**PROMPT:** Pick out every line of the material that contains the string "clicks", matching case exactly, and copy each such line.

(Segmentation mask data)

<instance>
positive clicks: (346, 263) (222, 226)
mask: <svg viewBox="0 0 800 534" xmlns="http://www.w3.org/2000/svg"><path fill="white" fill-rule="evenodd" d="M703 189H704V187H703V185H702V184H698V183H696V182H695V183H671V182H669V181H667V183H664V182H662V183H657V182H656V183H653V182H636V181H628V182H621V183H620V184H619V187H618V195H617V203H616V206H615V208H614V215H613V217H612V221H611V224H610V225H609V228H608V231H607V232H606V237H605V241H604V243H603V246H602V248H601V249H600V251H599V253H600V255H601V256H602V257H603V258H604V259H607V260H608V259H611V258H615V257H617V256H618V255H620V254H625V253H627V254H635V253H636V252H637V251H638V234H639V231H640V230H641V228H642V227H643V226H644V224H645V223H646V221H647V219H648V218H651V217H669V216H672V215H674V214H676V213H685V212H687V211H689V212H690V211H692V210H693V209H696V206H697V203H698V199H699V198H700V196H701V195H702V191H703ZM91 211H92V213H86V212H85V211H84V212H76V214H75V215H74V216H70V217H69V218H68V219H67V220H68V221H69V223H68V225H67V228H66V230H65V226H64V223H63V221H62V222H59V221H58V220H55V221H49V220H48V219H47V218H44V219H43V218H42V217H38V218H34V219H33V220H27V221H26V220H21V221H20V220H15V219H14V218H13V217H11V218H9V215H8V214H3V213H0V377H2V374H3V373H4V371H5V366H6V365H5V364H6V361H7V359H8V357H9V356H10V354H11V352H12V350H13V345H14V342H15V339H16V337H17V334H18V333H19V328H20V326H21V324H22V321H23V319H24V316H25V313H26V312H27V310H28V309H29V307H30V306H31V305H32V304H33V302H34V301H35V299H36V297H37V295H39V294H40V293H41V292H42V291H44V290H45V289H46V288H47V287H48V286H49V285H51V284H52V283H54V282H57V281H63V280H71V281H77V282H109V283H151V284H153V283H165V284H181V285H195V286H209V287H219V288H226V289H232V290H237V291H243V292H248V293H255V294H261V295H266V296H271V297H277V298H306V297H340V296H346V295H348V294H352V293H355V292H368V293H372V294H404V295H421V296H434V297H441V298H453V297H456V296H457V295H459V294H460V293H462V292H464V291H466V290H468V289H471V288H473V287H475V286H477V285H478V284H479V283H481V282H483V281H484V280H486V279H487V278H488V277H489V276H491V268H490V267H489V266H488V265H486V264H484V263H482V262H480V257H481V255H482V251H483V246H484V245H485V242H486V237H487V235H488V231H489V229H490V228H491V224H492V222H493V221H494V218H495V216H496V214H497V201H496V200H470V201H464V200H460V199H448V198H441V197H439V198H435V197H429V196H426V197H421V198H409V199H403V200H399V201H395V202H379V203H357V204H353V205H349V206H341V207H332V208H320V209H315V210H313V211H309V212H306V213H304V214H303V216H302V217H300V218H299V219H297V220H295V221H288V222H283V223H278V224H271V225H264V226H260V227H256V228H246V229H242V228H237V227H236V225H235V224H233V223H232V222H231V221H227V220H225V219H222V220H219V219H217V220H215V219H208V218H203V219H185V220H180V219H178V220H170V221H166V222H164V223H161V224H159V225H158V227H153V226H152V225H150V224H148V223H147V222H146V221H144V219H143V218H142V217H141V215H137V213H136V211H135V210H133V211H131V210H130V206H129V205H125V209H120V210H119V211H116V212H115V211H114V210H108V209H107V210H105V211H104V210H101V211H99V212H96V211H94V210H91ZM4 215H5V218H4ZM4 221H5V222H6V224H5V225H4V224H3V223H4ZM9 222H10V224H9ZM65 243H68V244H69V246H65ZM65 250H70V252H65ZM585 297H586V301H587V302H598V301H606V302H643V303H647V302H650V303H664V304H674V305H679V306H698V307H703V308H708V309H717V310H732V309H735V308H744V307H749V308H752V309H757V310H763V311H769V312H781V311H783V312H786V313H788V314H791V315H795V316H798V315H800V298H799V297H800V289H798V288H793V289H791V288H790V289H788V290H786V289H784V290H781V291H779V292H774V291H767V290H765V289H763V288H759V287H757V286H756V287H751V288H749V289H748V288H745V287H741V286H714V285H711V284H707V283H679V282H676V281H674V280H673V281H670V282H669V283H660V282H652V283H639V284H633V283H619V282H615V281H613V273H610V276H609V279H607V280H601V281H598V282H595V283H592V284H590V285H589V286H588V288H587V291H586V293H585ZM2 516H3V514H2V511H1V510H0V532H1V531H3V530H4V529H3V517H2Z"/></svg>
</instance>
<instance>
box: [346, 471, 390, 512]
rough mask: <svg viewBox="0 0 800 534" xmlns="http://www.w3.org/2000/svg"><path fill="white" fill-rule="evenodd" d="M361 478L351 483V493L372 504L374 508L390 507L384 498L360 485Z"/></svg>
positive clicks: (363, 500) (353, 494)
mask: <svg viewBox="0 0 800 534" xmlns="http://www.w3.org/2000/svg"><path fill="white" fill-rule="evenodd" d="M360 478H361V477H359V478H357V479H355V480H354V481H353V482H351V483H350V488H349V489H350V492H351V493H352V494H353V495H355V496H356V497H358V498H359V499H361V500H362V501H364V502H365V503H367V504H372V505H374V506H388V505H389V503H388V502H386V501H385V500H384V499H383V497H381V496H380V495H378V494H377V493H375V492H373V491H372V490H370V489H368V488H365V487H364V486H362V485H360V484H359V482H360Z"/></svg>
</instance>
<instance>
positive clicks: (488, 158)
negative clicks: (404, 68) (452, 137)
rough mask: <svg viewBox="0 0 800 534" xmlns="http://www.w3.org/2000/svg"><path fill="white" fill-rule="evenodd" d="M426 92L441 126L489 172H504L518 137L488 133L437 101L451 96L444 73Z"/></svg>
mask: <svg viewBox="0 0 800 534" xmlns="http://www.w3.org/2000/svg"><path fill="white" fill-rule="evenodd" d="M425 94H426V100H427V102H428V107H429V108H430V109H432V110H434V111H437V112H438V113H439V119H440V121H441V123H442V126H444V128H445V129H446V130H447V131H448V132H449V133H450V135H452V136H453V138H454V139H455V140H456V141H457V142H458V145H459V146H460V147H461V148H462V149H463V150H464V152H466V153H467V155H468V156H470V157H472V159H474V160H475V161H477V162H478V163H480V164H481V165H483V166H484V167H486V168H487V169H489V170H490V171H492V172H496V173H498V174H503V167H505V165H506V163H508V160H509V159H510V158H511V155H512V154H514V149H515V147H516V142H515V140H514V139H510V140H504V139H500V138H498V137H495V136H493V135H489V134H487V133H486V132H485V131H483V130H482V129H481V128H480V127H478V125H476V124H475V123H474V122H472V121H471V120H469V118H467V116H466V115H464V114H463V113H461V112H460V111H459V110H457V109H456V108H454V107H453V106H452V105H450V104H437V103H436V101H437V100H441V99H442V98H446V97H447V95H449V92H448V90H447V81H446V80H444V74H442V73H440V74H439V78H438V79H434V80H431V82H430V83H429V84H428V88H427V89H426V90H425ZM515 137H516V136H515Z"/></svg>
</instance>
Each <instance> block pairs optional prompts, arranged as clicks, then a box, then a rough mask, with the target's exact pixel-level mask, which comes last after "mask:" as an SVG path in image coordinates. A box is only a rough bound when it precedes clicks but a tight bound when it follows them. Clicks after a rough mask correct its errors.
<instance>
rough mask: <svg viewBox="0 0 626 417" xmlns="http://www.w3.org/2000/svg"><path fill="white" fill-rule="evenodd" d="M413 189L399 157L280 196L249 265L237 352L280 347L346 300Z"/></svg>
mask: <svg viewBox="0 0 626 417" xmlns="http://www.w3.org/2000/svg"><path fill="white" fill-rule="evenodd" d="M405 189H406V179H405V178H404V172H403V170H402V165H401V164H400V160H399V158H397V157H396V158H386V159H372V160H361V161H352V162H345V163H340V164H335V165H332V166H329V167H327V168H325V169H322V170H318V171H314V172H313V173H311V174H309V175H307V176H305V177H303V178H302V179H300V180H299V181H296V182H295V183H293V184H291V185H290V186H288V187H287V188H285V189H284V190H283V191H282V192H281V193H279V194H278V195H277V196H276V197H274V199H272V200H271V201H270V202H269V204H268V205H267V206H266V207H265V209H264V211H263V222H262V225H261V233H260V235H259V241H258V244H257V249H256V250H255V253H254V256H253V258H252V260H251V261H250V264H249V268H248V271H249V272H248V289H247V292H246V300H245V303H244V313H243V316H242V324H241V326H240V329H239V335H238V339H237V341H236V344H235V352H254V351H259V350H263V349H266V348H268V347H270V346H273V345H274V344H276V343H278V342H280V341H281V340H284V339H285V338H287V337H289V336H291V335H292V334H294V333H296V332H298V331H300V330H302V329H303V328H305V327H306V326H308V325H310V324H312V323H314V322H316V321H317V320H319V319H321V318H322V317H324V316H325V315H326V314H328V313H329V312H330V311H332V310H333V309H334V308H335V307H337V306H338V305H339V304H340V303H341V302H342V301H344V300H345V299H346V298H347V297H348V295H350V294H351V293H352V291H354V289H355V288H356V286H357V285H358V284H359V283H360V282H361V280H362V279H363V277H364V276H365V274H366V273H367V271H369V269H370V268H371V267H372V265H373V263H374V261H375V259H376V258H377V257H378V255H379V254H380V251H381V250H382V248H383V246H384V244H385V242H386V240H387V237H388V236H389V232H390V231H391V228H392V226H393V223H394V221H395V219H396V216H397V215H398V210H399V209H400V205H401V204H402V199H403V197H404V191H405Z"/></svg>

**EXERCISE SOLUTION:**
positive clicks: (346, 263) (222, 226)
positive clicks: (363, 500) (353, 494)
positive clicks: (488, 158)
negative clicks: (404, 68) (452, 137)
Each <instance> block pairs optional prompts, arranged as clicks, then a box, then a rough mask, with the target's exact pixel-level mask, which comes last after "mask:" as an SVG path in image coordinates. A box is only a rough bound when it precedes clicks but a tight bound when it follows them. Clicks after a rough mask correct its errors.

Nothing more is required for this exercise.